=== TASK REQUIREMENTS ===
Render every line of the records below as a JSON list of strings, one string per line, with blank lines skipped and the pictures left out.

:::

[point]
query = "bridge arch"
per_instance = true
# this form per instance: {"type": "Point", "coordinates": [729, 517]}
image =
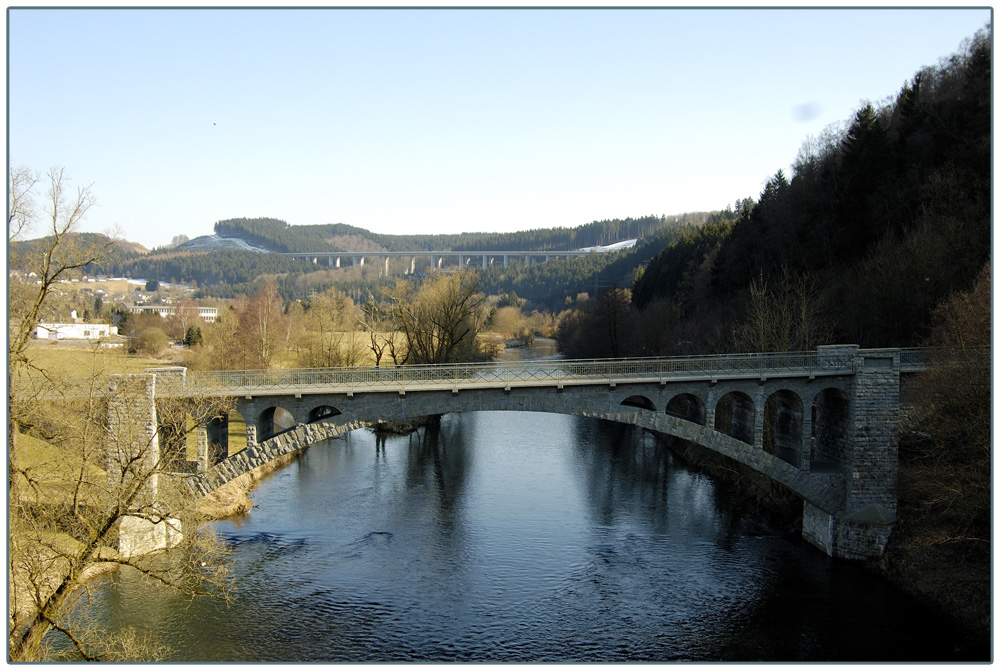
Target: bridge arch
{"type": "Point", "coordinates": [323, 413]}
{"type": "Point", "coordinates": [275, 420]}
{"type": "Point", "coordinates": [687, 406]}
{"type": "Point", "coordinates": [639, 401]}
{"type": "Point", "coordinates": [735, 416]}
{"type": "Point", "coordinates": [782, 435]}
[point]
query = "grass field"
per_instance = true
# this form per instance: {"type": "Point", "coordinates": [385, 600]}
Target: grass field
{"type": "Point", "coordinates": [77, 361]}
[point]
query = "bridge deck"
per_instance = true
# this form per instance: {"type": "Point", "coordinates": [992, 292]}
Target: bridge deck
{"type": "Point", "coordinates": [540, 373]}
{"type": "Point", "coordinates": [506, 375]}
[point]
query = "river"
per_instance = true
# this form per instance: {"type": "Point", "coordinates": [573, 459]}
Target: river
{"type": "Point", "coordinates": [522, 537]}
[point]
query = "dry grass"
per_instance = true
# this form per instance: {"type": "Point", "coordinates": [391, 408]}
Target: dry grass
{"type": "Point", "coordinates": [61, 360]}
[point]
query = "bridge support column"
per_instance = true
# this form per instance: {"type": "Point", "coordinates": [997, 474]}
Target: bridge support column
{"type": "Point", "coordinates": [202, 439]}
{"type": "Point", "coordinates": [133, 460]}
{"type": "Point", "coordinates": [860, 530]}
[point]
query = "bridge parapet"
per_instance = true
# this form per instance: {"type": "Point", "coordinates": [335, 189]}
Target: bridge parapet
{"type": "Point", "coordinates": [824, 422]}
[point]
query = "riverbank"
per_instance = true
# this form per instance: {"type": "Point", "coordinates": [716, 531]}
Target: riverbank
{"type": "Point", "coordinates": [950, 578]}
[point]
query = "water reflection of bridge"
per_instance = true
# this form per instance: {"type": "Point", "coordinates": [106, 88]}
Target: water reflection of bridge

:::

=== SOLUTION FOR THIS TASK ===
[
  "[point]",
  "query = \"bridge arch\"",
  "per_instance = true",
  "# this form per instance: {\"type\": \"Point\", \"coordinates\": [729, 517]}",
  "image =",
  "Target: bridge arch",
  "{\"type\": \"Point\", \"coordinates\": [323, 413]}",
  "{\"type\": \"Point\", \"coordinates\": [275, 420]}",
  "{\"type\": \"Point\", \"coordinates\": [687, 406]}",
  "{\"type\": \"Point\", \"coordinates\": [639, 401]}",
  "{\"type\": \"Point\", \"coordinates\": [735, 416]}",
  "{\"type\": \"Point\", \"coordinates\": [782, 435]}",
  "[point]",
  "query = \"grass field\"",
  "per_instance = true",
  "# this form per instance: {\"type\": \"Point\", \"coordinates\": [385, 600]}",
  "Target: grass field",
  "{\"type\": \"Point\", \"coordinates\": [77, 361]}",
  "[point]",
  "query = \"bridge deck\"",
  "per_instance = true",
  "# this form per instance: {\"type\": \"Point\", \"coordinates\": [992, 292]}",
  "Target: bridge deck",
  "{\"type\": \"Point\", \"coordinates\": [540, 373]}",
  "{\"type\": \"Point\", \"coordinates\": [506, 375]}",
  "[point]",
  "query = \"river\"",
  "per_instance = true",
  "# this form per instance: {\"type\": \"Point\", \"coordinates\": [573, 459]}",
  "Target: river",
  "{\"type\": \"Point\", \"coordinates\": [522, 537]}",
  "[point]",
  "query = \"dry grass\"",
  "per_instance = true",
  "# this form per instance: {\"type\": \"Point\", \"coordinates\": [391, 408]}",
  "Target: dry grass",
  "{\"type\": \"Point\", \"coordinates\": [61, 360]}",
  "[point]",
  "query = \"bridge support column\"",
  "per_instance = true",
  "# this form per instance: {\"type\": \"Point\", \"coordinates\": [997, 474]}",
  "Target: bridge support column",
  "{\"type\": \"Point\", \"coordinates\": [202, 439]}",
  "{\"type\": \"Point\", \"coordinates\": [133, 460]}",
  "{\"type\": \"Point\", \"coordinates\": [860, 530]}",
  "[point]",
  "query = \"bridge parapet\"",
  "per_instance = true",
  "# this form per instance: {\"type\": \"Point\", \"coordinates\": [335, 189]}",
  "Target: bridge parapet",
  "{\"type\": \"Point\", \"coordinates\": [824, 422]}",
  "[point]",
  "query = \"riverbank\"",
  "per_instance = true",
  "# this form per instance: {\"type\": \"Point\", \"coordinates\": [716, 531]}",
  "Target: riverbank",
  "{\"type\": \"Point\", \"coordinates\": [950, 578]}",
  "[point]",
  "query = \"water reflection of bridge\"",
  "per_instance = true",
  "# this form per instance: {\"type\": \"Point\", \"coordinates\": [106, 88]}",
  "Target: water reflection of bridge"
]